*Excerpt provided*.
┄┄┄┄┄┄┄┄┄┄

Related papers: Text-Guided Coarse-to-Fine Fusion Network for Robust Remote Sensing Visual Question Answering

Text-Guided Coarse-to-Fine Fusion Network for Robust Remote Sensing Visual Question Answering

URL: http://arxiv.org/abs/2411.15770v1
Date: Sun, 24 Nov 2024 09:48:03 GMT
Title: Text-Guided Coarse-to-Fine Fusion Network for Robust Remote Sensing Visual Question Answering
Authors: Zhicheng Zhao, Changfu Zhou, Yu Zhang, Chenglong Li, Xiaoliang Ma, Jin Tang,
Abstract summary: Current Remote Sensing Visual Question Answering (RSVQA) methods are limited by the imaging mechanisms of optical sensors. We propose a Text-guided Coarse-to-Fine Fusion Network (TGFNet) to improve RSVQA performance. We create the first large-scale benchmark dataset for evaluating optical-SAR RSVQA methods.

┄┄┄┄┄┄┄┄┄┄

*Exercise tasks*.
1 > Translate this sentence from the paper summary into Spanish: "We propose a Text-guided Coarse-to-Fine Fusion Network (TGFNet) to improve RSVQA performance."
2 > In the paper summary, write out the stretch from "Related papers: Text-Guided" through "optical-SAR RSVQA methods." again, swapping "benchmark" out for "reference".
The listing isn't needed for anything here.

*Given information*.
┄┄┄┄┄┄┄┄┄┄

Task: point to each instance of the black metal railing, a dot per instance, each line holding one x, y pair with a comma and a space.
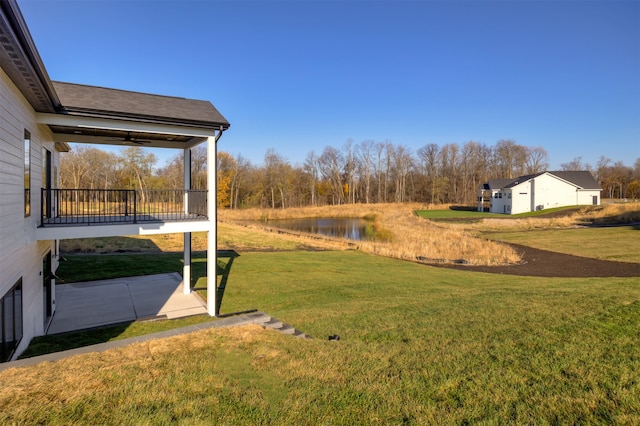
109, 206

┄┄┄┄┄┄┄┄┄┄

*Set of answers*.
1 > Proponemos una Red de Fusión de Grueso a Fino Guiada por Texto (TGFNet) para mejorar el rendimiento de RSVQA.

2 >
Related papers: Text-Guided Coarse-to-Fine Fusion Network for Robust Remote Sensing Visual Question Answering

Text-Guided Coarse-to-Fine Fusion Network for Robust Remote Sensing Visual Question Answering

URL: http://arxiv.org/abs/2411.15770v1
Date: Sun, 24 Nov 2024 09:48:03 GMT
Title: Text-Guided Coarse-to-Fine Fusion Network for Robust Remote Sensing Visual Question Answering
Authors: Zhicheng Zhao, Changfu Zhou, Yu Zhang, Chenglong Li, Xiaoliang Ma, Jin Tang,
Abstract summary: Current Remote Sensing Visual Question Answering (RSVQA) methods are limited by the imaging mechanisms of optical sensors. We propose a Text-guided Coarse-to-Fine Fusion Network (TGFNet) to improve RSVQA performance. We create the first large-scale reference dataset for evaluating optical-SAR RSVQA methods.